[Instrução A]
Reescreva o trecho do texto sobre a desigualdade no Brasil entre "Marta Arretche –" e "também foi atenuada.", inclusive, trocando "trabalhador rural" por "lavrador".

[Documento]
——
Crise do PT ameaça trajetória de queda da desigualdade, diz pesquisadora

Organizadora do recém-lançado “Trajetórias da Desigualdade: Quanto o Brasil Mudou nos Últimos 50 Anos” (Editora Unesp), um inventário desta chaga brasileira, a cientista política Marta Arreche diz que a profunda crise do PT põe em risco a tendência de queda da desigualdade das últimas décadas.

A “ameaça eleitoral da esquerda”, diz, sempre funcionou como incentivo para que partidos conservadores incluíssem a questão social em suas agendas. Sem a ameaça, que nos últimos 25 anos foi personificada pelo ex-presidente Lula e pelo PT, toda a agenda social seria afetada, argumenta.

Na publicação, Arretche, diretora do CEM (Centro de Estudos da Metrópole, em São Paulo), e outros 25 pesquisadores discutem aspectos das desigualdades regionais, raciais, de renda, gênero e acesso a bens públicos, entre outros. Argelina Figueiredo, Eduardo Marques, Fernando Limongi e Naercio Menezes Filho são alguns dos coautores.

Rafael Hupsel – 21.mai.2015/Folhapress
A cientista política Marta Arretche, durante entrevista falando sobre política e o lançamento de seu livro
A cientista política Marta Arretche, durante entrevista falando sobre política e o lançamento de seu livro

Folha – O livro trata de trajetórias de desigualdades em vários campos. Em que segmentos o Brasil mais avançou e em quais andou para trás?
Marta Arretche – Houve muitos avanços em 50 anos, ainda que a ritmos muitos diferentes para as diferentes dimensões. Caiu muito a desigualdade de renda, a do acesso ao ensino fundamental, à energia e à coleta de lixo. A figura do trabalhador rural que nunca foi à escola está em vias de desaparecimento. A associação entre pobreza e falta de acesso a serviços básicos diminuiu. Desvantagens de mulheres e não-brancas no mundo escolar e do trabalho foram reduzidas. A desigualdade nas condições de vida entre regiões ricas e pobres também foi atenuada.
Em nenhuma dimensão o Brasil andou para trás. Mas a velocidade na redução das desigualdades varia muito. Em 2010, só 40% dos domicílios tinham serviço de esgoto. Esta média esconde uma grande desigualdade: para os mais ricos, a taxa já oscilava em torno de 70% desde o início dos anos 80; para os mais pobres, era pouco superior a 20% em 2010.

Nos anos 70, o economista Edmar Bacha definiu o país como Belíndia. Metade Bélgica, rica e desenvolvida, metade Índia, pobre e populosa. Isso ainda é atual?
A expressão descrevia muito bem a fusão de vantagens em algumas regiões combinada à pobreza e ausência de serviços em outras. Isso caracterizava o Brasil no fim do regime militar. Em 1980, as regiões mais ricas, em particular São Paulo, não concentravam apenas a produção industrial e os salários mais elevados. A infraestrutura de serviços urbanos –energia, água, esgoto, saúde– também era bastante ampla. Os trabalhadores de mais baixa renda no Sul e no Sudeste tinham acesso a um conjunto de serviços que mesmo as classes médias não alcançavam nas regiões mais pobres, em particular no Nordeste.
——
[Dados de entrada]
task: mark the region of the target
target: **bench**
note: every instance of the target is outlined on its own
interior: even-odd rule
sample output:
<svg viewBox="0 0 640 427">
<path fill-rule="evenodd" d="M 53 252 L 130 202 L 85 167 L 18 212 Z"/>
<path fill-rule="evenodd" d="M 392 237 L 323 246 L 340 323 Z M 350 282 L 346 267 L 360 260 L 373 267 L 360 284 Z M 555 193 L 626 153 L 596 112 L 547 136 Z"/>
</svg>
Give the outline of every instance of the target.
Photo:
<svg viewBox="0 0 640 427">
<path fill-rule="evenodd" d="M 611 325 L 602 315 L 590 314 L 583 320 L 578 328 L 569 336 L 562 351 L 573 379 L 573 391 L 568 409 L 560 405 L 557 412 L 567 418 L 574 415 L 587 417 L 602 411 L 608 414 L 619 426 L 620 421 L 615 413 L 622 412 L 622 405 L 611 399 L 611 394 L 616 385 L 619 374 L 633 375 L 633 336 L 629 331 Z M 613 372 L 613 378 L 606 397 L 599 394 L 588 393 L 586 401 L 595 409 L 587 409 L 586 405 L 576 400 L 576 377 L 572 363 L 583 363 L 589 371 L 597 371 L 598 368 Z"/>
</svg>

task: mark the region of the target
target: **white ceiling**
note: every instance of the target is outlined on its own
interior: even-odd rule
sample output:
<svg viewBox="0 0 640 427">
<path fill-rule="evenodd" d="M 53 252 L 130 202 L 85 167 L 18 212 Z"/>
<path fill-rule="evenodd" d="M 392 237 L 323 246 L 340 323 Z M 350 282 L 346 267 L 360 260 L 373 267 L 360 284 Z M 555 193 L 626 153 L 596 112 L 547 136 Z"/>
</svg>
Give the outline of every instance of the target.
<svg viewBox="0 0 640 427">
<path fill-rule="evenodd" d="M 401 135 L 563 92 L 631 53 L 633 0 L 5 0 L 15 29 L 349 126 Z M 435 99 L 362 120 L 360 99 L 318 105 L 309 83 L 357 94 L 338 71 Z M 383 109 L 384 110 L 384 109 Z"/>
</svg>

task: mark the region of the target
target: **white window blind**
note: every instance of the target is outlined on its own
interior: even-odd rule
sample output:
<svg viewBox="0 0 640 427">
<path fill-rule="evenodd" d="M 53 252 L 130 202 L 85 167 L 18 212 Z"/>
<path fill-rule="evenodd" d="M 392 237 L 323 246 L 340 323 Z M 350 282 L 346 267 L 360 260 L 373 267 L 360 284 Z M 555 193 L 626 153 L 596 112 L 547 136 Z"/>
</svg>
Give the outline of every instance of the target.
——
[Instrução B]
Filtre a listagem e copie cada linha que contém a palavra "white". Maiúsculas e minúsculas fazem diferença.

[Solução A]
Marta Arretche – Houve muitos avanços em 50 anos, ainda que a ritmos muitos diferentes para as diferentes dimensões. Caiu muito a desigualdade de renda, a do acesso ao ensino fundamental, à energia e à coleta de lixo. A figura do lavrador que nunca foi à escola está em vias de desaparecimento. A associação entre pobreza e falta de acesso a serviços básicos diminuiu. Desvantagens de mulheres e não-brancas no mundo escolar e do trabalho foram reduzidas. A desigualdade nas condições de vida entre regiões ricas e pobres também foi atenuada.

[Solução B]
target: **white ceiling**
target: **white window blind**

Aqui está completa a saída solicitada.